■ **What the exercise asks**
Lay out every line of the material below as a numbered list, leaving out any blank lines.
[start of Provided material]
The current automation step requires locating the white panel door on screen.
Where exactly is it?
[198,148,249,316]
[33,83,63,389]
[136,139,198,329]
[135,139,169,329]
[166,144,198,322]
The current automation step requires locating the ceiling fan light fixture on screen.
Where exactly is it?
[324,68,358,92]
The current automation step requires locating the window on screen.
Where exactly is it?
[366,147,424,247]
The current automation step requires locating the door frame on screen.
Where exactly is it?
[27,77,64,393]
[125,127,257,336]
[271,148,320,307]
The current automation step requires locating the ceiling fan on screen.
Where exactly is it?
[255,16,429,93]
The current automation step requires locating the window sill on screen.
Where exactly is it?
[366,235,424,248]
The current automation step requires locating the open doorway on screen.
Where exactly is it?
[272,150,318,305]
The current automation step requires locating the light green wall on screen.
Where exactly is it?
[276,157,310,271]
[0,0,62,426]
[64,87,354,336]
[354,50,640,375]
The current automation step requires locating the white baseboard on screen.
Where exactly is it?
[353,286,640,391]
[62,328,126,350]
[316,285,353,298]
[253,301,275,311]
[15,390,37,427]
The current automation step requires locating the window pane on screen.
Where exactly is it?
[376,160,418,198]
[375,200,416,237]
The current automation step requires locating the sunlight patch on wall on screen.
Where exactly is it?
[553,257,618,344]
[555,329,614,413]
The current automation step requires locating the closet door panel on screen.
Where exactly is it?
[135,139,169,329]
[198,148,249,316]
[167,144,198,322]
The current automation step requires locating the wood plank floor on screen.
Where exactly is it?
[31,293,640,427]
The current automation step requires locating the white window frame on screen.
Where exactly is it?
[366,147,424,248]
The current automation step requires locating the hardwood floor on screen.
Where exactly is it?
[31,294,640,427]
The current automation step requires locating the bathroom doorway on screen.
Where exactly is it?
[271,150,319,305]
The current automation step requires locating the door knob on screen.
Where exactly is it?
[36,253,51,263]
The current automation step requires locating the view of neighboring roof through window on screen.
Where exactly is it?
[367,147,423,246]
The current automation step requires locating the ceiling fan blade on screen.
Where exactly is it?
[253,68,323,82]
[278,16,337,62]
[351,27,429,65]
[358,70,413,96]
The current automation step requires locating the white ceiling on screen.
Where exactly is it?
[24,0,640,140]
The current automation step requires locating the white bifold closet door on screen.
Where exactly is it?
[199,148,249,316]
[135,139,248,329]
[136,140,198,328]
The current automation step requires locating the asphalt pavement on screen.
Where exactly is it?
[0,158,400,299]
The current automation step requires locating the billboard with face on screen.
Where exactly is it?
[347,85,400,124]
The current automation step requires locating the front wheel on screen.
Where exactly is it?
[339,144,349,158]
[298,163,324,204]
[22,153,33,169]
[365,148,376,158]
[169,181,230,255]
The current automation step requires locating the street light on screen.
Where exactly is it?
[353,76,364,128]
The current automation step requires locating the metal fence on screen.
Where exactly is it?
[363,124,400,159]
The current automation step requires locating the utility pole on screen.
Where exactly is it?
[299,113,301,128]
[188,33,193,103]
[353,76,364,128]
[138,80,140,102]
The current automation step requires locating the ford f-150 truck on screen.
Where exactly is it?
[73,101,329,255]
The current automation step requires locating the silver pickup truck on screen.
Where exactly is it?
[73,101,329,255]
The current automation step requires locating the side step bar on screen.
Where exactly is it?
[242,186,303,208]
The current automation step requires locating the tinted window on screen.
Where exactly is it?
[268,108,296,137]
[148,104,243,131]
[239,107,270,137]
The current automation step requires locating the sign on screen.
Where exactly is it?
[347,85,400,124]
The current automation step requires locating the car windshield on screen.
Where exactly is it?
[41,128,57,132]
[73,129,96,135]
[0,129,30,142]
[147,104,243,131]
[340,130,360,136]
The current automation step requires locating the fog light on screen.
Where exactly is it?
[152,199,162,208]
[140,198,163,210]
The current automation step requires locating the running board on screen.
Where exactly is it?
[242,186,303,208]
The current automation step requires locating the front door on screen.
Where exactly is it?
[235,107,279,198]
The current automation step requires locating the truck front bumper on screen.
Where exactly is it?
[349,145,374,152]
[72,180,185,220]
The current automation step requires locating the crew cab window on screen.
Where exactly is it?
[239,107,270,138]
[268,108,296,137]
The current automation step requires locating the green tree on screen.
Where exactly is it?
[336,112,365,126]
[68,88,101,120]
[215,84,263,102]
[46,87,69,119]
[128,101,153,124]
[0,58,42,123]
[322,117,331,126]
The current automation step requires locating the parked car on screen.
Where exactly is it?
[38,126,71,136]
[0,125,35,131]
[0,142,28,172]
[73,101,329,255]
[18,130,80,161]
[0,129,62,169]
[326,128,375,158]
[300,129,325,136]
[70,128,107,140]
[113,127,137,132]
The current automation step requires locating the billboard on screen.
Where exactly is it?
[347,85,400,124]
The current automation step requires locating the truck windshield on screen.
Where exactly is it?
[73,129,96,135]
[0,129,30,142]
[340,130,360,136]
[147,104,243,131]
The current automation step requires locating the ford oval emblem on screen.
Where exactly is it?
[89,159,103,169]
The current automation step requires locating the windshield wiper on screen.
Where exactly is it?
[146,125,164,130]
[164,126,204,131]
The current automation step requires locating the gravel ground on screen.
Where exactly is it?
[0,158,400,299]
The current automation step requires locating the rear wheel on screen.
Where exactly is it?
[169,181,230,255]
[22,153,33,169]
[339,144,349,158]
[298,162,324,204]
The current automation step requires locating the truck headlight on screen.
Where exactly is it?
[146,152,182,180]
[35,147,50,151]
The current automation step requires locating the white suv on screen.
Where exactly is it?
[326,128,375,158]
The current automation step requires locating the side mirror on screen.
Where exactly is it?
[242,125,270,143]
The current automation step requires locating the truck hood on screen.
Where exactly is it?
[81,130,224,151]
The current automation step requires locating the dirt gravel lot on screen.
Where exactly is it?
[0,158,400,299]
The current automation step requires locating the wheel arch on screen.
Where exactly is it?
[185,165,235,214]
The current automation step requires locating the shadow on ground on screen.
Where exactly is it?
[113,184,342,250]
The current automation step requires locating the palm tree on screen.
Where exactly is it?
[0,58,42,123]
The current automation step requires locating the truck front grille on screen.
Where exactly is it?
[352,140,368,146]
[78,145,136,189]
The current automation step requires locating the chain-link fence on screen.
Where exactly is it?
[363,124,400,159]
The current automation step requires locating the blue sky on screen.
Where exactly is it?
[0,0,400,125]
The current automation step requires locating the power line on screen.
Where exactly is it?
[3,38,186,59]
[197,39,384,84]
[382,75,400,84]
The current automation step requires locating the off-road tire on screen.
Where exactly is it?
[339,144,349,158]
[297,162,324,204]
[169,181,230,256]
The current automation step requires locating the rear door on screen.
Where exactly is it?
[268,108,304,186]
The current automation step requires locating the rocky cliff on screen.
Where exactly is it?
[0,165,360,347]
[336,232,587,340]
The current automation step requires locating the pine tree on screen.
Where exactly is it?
[end of Provided material]
■ **Output below**
1. The current automation step requires locating the white panel door on screen.
2. Where exactly is it?
3. [198,148,249,316]
4. [33,83,63,389]
5. [136,139,198,329]
6. [135,139,169,329]
7. [166,144,198,322]
8. The current automation step requires locating the ceiling fan light fixture on screen.
9. Where exactly is it?
10. [324,68,358,92]
11. The current automation step requires locating the window on screen.
12. Where exactly is it?
13. [366,147,424,247]
14. The current automation step requires locating the door frame on screen.
15. Where exactly is it?
16. [27,77,64,393]
17. [125,127,257,336]
18. [271,148,320,307]
19. The current automation step requires locating the ceiling fan on screen.
20. Where exactly is it?
21. [255,16,429,93]
22. The current automation step requires locating the window sill on screen.
23. Where exactly is it?
24. [366,235,424,248]
25. The current automation step requires locating the open doorway on screen.
26. Where exactly is it?
27. [272,150,318,305]
28. The current automation step requires locating the light green wall on screen.
29. Where exactly is it?
30. [276,157,310,271]
31. [0,0,62,426]
32. [64,87,354,336]
33. [354,50,640,375]
34. The current automation step requires locating the white baseboard on screen.
35. Where exactly is it?
36. [353,286,640,391]
37. [62,328,126,350]
38. [316,285,353,298]
39. [253,301,275,311]
40. [15,390,37,427]
41. The current automation step requires locating the window pane on screen.
42. Where exactly is it?
43. [376,160,418,198]
44. [375,200,416,237]
45. The current automation step requires locating the sunlight patch on wall on screen.
46. Where exactly is it?
47. [553,257,618,344]
48. [555,329,614,413]
49. The current automation step requires locating the closet door panel on screen.
50. Where exactly is it?
51. [135,139,169,329]
52. [198,148,249,316]
53. [167,144,198,322]
54. The current automation step requires locating the wood plank floor on screen.
55. Where exactly is it?
56. [31,293,640,427]
57. The current automation step requires locating the white window frame on screen.
58. Where exactly is it?
59. [366,147,424,248]
60. The current automation step requires locating the hardwood floor on screen.
61. Where exactly is it?
62. [31,294,640,427]
63. The current automation step requires locating the bathroom doorway on screen.
64. Where exactly is it?
65. [271,150,319,305]
66. The current automation step requires locating the door knob on screen.
67. Where exactly is it?
68. [36,253,51,263]
69. The current automation step requires locating the view of neighboring roof through window on screen.
70. Where exactly is it?
71. [367,147,423,246]
72. The current automation step requires locating the ceiling fan blade on screen.
73. Where exactly is it?
74. [253,68,323,82]
75. [278,16,337,62]
76. [351,27,429,65]
77. [358,70,413,96]
78. The current automation step requires locating the white ceiling on screen.
79. Where exactly is it?
80. [24,0,640,140]
81. The current automation step requires locating the white bifold closet door on screen.
82. Where exactly is it?
83. [199,148,249,316]
84. [135,139,248,329]
85. [136,140,198,328]
86. The current automation step requires locating the asphalt pavement on screen.
87. Where exactly is it?
88. [0,158,400,299]
89. The current automation step requires locating the billboard with face on screen.
90. Where exactly is it?
91. [347,85,400,124]
92. The current automation step requires locating the front wheel on screen.
93. Where exactly is it?
94. [339,144,349,158]
95. [298,163,324,204]
96. [22,153,33,169]
97. [365,148,376,158]
98. [169,181,230,255]
99. The current automation step requires locating the street light on screen.
100. Where exactly is it?
101. [353,76,364,128]
102. The current automation step requires locating the metal fence on screen.
103. Where exactly is it?
104. [363,124,400,159]
105. The current automation step requires locating the utility pole on screen.
106. Where exactly is it?
107. [299,113,301,128]
108. [188,33,193,103]
109. [353,76,364,128]
110. [138,80,140,102]
111. The current automation step requires locating the ford f-150 truck on screen.
112. Where exactly is it?
113. [73,101,329,255]
114. The current automation step requires locating the silver pickup truck on screen.
115. Where exactly is it?
116. [73,101,329,255]
117. The current automation step requires locating the side step bar on screen.
118. Where exactly is it?
119. [242,186,303,208]
120. The current automation step requires locating the tinted window on screen.
121. Where exactly is it?
122. [268,108,296,137]
123. [148,104,243,131]
124. [239,107,270,137]
125. The current automation step requires locating the sign on screen.
126. Where exactly is it?
127. [347,85,400,124]
128. The current automation step requires locating the car windshield on screen.
129. Where exactly is it?
130. [41,128,57,132]
131. [73,129,96,135]
132. [0,129,30,142]
133. [147,104,243,131]
134. [340,130,360,136]
135. The current automation step requires locating the fog light on screen.
136. Where exactly is it?
137. [152,199,162,208]
138. [140,198,163,210]
139. The current automation step requires locating the running board on screen.
140. Where exactly is it?
141. [242,186,303,208]
142. The current automation step requires locating the front door on screen.
143. Where exactly is it?
144. [235,107,279,198]
145. The current automation step requires locating the truck front bumper on screen.
146. Where exactly is it?
147. [349,145,374,152]
148. [72,180,185,220]
149. The current automation step requires locating the crew cab window on screen.
150. Where exactly is it?
151. [239,107,270,138]
152. [268,108,296,137]
153. The current automation step requires locating the green tree on screen.
154. Where exactly is it?
155. [336,112,365,126]
156. [68,88,101,120]
157. [215,84,263,102]
158. [46,87,69,119]
159. [128,101,153,124]
160. [0,58,42,123]
161. [322,117,331,126]
162. The current automation step requires locating the parked car on screen.
163. Where exactly is it?
164. [38,126,71,136]
165. [0,125,35,131]
166. [0,142,28,172]
167. [73,101,329,255]
168. [18,130,80,161]
169. [0,129,62,169]
170. [326,128,375,158]
171. [300,129,325,136]
172. [70,128,107,140]
173. [113,127,137,132]
174. The current automation step requires locating the billboard on screen.
175. Where exactly is it?
176. [347,85,400,124]
177. The current automation step requires locating the truck windshield on screen.
178. Where exactly is it?
179. [73,129,96,135]
180. [0,129,30,142]
181. [340,130,360,136]
182. [147,104,243,131]
183. The current automation step requires locating the ford oval emblem on screen.
184. Where exactly is it?
185. [89,159,103,169]
186. The current automation step requires locating the windshield wiper on screen.
187. Where exactly is it?
188. [146,125,164,130]
189. [164,126,204,131]
190. The current automation step requires locating the gravel ground on screen.
191. Where exactly is it?
192. [0,158,400,299]
193. The current automation step requires locating the rear wheel on screen.
194. Where exactly is it?
195. [169,181,230,255]
196. [22,153,33,169]
197. [339,144,349,158]
198. [298,162,324,204]
199. The current automation step requires locating the truck headlight on screen.
200. Where exactly is it?
201. [146,152,182,180]
202. [35,147,50,151]
203. The current automation step requires locating the white suv on screen.
204. Where exactly is it?
205. [326,128,375,158]
206. The current automation step requires locating the side mirror on screen.
207. Where exactly is it?
208. [242,125,270,143]
209. The current automation step requires locating the truck hood on screen.
210. Where exactly is it?
211. [81,130,224,151]
212. The current automation step requires locating the dirt gravel lot on screen.
213. Where exactly is it?
214. [0,158,400,299]
215. The current automation step requires locating the wheel arch on screen.
216. Where exactly is it?
217. [185,165,235,214]
218. The current automation step requires locating the shadow on ground on screen.
219. Where exactly is it?
220. [113,184,342,250]
221. The current automation step requires locating the palm tree on screen.
222. Where exactly is it?
223. [0,58,42,123]
224. The current automation step requires locating the truck front grille on screen.
225. Where exactly is it?
226. [352,140,368,146]
227. [78,145,136,189]
228. The current automation step requires locating the chain-link fence on screen.
229. Where exactly is it?
230. [363,124,400,159]
231. The current automation step requires locating the blue sky on screen.
232. Where exactly is it?
233. [0,0,400,125]
234. The current automation step requires locating the power line on screen.
235. Where exactly is it?
236. [3,38,186,59]
237. [197,39,384,84]
238. [382,75,400,84]
239. The current automation step requires locating the off-road tire on screen.
240. Where exactly is it?
241. [339,144,349,158]
242. [297,162,324,204]
243. [169,181,230,256]
244. The current automation step requires locating the rear door on screen.
245. Where exactly is it?
246. [268,108,304,186]
247. The current automation step requires locating the rocky cliff on screen.
248. Where exactly is it?
249. [0,165,360,347]
250. [336,232,587,340]
251. The current automation step requires locating the pine tree on screen.
252. Where exactly is it?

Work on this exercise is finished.